[Items listed in a dataset]

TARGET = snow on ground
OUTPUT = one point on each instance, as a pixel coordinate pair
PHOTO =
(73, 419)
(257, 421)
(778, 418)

### Exercise description
From the line with "OUTPUT = one" through the final line of the records, return each line exactly. Leave out the rest.

### Answer to this exercise
OUTPUT = one point on each instance, as a pixel coordinate pair
PHOTO =
(73, 419)
(257, 421)
(778, 418)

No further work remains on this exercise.